_EXCERPT PROVIDED_
::::::::

Life's lessons on a farm

Updated on: 16 December,2012 06:33 AM IST  | 
Aditya Kelekar |

From growing crops to running amok in the mud and chatting with people from across the world, Aditya Kelekar learnt that living on a farm in Nepal is quite fulfilling

Life's lessons on a farm

In the beginning, I was embarrassed to talk about it. My plan was to spend my vacation in Nepal, tilling the land. It wasn’t that I was shy to do manual labour, but I was shy to say that I was travelling hundreds of miles just to lift up a spade. Didn’t we have farms aplenty in our own country? But going to Chitwan farm in Nepal offered the opportunity to travel too.



Every day there was a new activity on the Chitwan farm like tilling the land, mixing manure with the soil and planting crops. PICS/ Aditya Kelekar


I decided to venture there this August after I heard about it from a European friend. Soon I joined a group of volunteers who had converged from all over the world. I was excited to learn some handy tips about farming, explore a new country and also interact with people from across the globe.u00a0For generations, the main crop on the farm, which was about the size of a football field, had been paddy, but now Bishnu (the farmer) had started crop rotation with a mix of vegetables and fruits.

Every day there was a new activity on the farm. Even a seemingly simple act like growing pineapples was spread over three days: on the first we loosened the soil, on the second we mixed it with manure and only on the third did we plant the tops. We learnt a lot of tips from Bishnu like how to hold the spade so that it comes crashing down with the most effect and yet doesn’t tire the body and how to loosen the soil and mix the manure thoroughly before planting the pineapple shoots.

We would be all charged after the morning tea to take up whatever activity Bhishnu had planned for us. In our enthusiasm, we ploughed furiously, often completing the task in less than a couple of hours. But he saw to it that there was enough time to laze around in the shade of the trees that surrounded the farm. When the farm was flooded with rainwater from the previous night’s downpour, we ran amok in the slush, nicknaming our game the ‘international mud-running race.’ And when the sacks carrying pineapple corns had been emptied, we had a sack race.

::::::::

_DATASET ENTRIES_
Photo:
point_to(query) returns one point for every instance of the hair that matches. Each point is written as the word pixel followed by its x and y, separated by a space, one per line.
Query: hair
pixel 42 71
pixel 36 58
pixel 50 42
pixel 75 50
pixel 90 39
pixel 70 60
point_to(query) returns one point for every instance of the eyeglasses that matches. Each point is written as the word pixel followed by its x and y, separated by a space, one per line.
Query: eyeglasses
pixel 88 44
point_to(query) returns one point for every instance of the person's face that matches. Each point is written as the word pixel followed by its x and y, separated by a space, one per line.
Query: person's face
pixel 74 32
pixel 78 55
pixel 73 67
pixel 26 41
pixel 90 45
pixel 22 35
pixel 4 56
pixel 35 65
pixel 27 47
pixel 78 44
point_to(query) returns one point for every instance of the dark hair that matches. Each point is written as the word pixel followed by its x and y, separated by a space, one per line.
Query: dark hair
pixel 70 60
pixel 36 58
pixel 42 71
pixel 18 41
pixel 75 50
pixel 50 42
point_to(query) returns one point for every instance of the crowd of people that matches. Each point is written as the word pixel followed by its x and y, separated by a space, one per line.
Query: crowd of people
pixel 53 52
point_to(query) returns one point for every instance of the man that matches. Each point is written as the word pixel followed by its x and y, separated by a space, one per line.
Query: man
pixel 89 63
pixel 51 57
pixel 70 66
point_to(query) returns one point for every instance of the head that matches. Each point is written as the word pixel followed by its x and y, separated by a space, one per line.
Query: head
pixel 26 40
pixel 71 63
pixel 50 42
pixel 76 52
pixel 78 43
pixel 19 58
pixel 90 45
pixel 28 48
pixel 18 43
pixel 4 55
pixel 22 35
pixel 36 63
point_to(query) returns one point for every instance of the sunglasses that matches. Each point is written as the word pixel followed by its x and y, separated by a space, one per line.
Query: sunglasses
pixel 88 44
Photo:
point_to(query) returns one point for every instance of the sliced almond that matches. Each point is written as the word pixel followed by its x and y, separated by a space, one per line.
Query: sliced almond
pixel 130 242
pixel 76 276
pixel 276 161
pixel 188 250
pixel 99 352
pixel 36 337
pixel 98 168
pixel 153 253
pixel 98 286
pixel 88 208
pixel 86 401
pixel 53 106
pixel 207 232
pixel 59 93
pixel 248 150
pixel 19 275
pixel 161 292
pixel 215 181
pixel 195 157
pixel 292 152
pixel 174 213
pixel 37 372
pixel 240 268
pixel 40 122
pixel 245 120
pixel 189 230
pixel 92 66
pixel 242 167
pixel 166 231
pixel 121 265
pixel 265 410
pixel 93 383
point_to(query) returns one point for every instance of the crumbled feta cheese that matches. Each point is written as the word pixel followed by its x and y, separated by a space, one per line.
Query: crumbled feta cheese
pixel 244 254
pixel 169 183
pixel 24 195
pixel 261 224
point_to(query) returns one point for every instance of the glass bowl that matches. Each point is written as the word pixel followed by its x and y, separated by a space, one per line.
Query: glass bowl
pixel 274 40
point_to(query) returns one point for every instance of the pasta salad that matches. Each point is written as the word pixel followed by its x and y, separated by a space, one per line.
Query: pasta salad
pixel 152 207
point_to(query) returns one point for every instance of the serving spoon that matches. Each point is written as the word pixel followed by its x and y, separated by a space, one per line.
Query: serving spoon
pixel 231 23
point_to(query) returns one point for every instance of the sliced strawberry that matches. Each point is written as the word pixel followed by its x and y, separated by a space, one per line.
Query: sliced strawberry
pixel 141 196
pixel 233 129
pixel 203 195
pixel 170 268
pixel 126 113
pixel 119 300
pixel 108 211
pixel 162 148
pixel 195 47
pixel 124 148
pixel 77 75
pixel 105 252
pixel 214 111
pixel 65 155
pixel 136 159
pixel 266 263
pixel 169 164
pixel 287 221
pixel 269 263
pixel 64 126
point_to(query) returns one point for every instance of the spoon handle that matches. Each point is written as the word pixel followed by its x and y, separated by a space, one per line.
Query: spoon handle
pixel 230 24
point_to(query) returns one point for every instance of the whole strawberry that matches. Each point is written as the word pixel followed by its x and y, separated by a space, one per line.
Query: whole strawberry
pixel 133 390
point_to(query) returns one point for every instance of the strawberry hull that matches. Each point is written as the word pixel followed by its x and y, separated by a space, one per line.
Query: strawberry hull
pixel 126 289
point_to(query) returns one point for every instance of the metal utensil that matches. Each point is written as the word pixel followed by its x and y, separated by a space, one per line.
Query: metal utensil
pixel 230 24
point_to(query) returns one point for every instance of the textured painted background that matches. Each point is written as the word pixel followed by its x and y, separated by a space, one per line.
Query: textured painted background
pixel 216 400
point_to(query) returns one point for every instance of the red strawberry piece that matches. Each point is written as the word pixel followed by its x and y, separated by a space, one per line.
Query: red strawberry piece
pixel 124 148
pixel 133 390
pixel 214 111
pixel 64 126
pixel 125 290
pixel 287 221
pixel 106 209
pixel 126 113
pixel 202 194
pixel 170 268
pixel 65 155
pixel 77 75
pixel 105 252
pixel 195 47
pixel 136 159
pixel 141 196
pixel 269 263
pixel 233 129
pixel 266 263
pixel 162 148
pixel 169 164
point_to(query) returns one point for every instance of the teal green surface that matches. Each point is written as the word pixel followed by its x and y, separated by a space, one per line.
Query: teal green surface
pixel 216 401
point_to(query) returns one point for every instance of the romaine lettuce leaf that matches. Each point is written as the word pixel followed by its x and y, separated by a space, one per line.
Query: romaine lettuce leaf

::::::::

_WHAT TO DO_
#1 Do these statements agree with the farm article? For each, answer yes or no and quote the deciding words. (a) The farm was roughly the size of a football field. (b) Growing pineapples took a single day. (c) The writer heard about the farm from a European friend.
#2 Repeat the passage of the farm article between "We would be" and "a sack race.", inclusive.
The rows have no connection to the farm article.

_YOUR WRITTEN ANSWERS_
#1
(a) Yes: "which was about the size of a football field"
(b) No: "was spread over three days"
(c) Yes: "after I heard about it from a European friend"

#2
We would be all charged after the morning tea to take up whatever activity Bhishnu had planned for us. In our enthusiasm, we ploughed furiously, often completing the task in less than a couple of hours. But he saw to it that there was enough time to laze around in the shade of the trees that surrounded the farm. When the farm was flooded with rainwater from the previous night’s downpour, we ran amok in the slush, nicknaming our game the ‘international mud-running race.’ And when the sacks carrying pineapple corns had been emptied, we had a sack race.